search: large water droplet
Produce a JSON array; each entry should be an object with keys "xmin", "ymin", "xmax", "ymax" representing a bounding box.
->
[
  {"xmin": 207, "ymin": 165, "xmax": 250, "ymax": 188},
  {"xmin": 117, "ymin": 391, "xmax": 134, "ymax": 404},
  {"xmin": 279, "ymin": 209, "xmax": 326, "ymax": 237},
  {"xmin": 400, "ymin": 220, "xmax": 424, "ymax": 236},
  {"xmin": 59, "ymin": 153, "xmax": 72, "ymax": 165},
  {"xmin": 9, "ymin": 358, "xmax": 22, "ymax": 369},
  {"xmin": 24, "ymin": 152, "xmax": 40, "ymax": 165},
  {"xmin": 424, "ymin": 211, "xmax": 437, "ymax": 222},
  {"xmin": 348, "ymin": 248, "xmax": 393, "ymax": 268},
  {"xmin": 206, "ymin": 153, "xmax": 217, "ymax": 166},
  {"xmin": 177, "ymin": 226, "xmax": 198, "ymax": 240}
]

******************************

Written exercise: Reproduce the data above in full, substituting "big drop of water" for "large water droplet" and leaving every other character as it is.

Exercise response:
search: big drop of water
Produce a JSON array; each entry should be an object with keys "xmin", "ymin", "xmax", "ymax" representing a bounding box.
->
[
  {"xmin": 207, "ymin": 165, "xmax": 250, "ymax": 188},
  {"xmin": 117, "ymin": 391, "xmax": 134, "ymax": 404},
  {"xmin": 279, "ymin": 209, "xmax": 326, "ymax": 237},
  {"xmin": 400, "ymin": 220, "xmax": 424, "ymax": 236},
  {"xmin": 59, "ymin": 153, "xmax": 72, "ymax": 165},
  {"xmin": 9, "ymin": 358, "xmax": 22, "ymax": 369},
  {"xmin": 24, "ymin": 152, "xmax": 40, "ymax": 165},
  {"xmin": 424, "ymin": 211, "xmax": 437, "ymax": 222},
  {"xmin": 348, "ymin": 248, "xmax": 393, "ymax": 268},
  {"xmin": 206, "ymin": 153, "xmax": 217, "ymax": 166},
  {"xmin": 177, "ymin": 226, "xmax": 198, "ymax": 240}
]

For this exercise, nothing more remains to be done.